◆ What needs to be done ◆
Show every line of the data below that contains the word "dark". Matching is case-sensitive.

(Items listed in a dataset)
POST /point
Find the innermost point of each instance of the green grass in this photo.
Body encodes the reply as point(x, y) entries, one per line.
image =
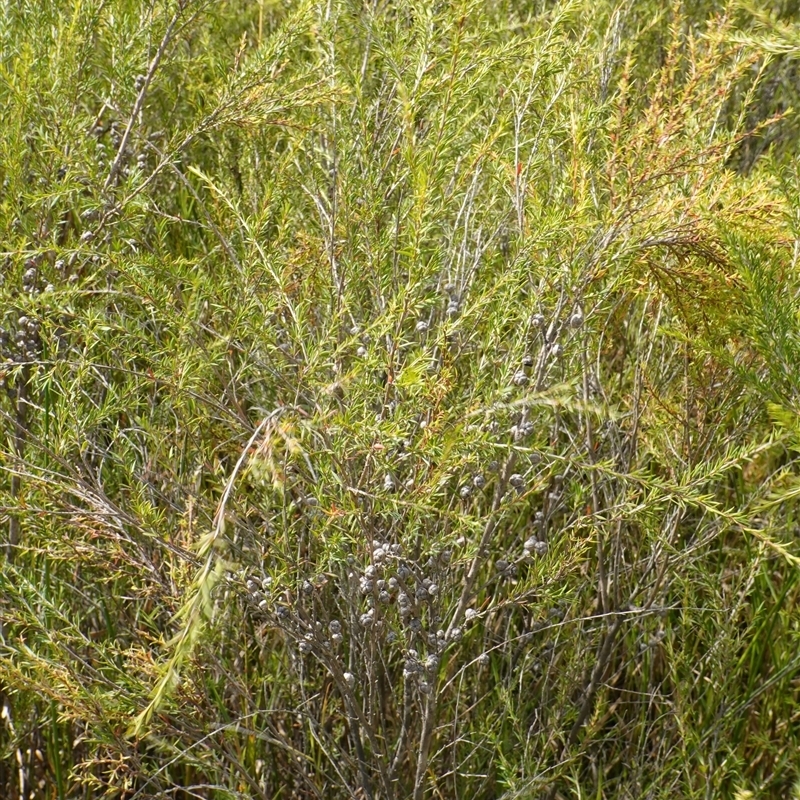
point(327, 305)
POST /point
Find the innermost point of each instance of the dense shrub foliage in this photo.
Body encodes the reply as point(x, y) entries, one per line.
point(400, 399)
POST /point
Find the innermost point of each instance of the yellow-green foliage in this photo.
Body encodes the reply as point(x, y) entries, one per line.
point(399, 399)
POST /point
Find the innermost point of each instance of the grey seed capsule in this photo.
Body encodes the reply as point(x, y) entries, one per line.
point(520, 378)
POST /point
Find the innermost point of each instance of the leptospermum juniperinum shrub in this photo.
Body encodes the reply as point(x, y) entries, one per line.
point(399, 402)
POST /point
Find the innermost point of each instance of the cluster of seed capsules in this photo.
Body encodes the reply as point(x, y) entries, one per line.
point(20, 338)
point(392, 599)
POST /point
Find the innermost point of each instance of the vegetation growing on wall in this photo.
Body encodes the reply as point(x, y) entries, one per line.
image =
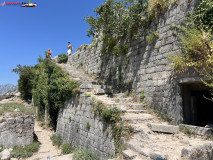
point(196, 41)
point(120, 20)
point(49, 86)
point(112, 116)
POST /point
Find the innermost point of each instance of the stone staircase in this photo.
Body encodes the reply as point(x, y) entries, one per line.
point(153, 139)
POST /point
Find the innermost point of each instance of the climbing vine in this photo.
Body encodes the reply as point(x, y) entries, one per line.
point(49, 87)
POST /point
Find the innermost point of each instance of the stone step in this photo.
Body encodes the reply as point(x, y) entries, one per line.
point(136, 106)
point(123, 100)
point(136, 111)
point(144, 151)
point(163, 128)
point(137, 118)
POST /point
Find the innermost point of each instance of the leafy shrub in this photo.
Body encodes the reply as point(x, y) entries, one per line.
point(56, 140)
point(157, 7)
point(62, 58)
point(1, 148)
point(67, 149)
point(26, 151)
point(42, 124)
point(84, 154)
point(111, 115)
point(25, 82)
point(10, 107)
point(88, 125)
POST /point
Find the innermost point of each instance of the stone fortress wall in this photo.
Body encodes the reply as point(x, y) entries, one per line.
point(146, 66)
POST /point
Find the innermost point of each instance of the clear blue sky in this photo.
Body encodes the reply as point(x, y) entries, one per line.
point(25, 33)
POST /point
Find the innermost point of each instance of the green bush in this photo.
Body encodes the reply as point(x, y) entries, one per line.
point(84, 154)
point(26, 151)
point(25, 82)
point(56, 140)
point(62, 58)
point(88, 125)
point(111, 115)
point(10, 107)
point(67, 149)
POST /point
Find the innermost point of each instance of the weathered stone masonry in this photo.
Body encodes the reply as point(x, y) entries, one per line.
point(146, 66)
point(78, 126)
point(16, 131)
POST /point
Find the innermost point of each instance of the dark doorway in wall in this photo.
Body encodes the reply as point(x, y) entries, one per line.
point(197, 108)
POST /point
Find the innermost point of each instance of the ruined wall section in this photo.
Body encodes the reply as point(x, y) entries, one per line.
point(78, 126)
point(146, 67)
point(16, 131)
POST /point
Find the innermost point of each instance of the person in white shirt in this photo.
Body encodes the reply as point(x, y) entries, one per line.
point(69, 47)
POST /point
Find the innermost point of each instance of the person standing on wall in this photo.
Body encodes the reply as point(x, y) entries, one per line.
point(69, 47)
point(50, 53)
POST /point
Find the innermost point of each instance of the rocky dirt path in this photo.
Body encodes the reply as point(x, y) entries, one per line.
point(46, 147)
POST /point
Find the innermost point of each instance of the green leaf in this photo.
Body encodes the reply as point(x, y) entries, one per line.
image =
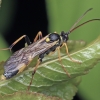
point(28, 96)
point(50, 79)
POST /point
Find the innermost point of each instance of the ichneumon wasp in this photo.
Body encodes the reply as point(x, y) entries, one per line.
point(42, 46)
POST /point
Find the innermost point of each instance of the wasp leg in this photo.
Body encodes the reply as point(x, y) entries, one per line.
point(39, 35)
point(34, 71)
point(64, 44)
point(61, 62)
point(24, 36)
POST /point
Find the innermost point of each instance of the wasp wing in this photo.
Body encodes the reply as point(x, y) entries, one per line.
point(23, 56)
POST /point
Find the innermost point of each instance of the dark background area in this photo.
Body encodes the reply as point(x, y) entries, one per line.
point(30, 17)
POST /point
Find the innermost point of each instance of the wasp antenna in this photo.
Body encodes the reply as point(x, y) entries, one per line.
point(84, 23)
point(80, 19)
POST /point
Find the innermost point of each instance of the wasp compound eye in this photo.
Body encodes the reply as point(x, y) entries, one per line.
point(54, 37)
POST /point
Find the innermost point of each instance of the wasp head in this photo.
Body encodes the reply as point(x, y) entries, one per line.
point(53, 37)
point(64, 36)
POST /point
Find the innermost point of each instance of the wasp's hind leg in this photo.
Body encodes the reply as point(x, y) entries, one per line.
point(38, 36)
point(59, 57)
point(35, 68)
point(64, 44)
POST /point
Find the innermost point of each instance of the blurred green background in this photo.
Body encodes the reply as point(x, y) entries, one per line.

◆ Solution to the problem ◆
Find the innermost point of each instance of the dark doorway in wall in this photo.
Find the innermost point of each instance of the dark background area in this photo.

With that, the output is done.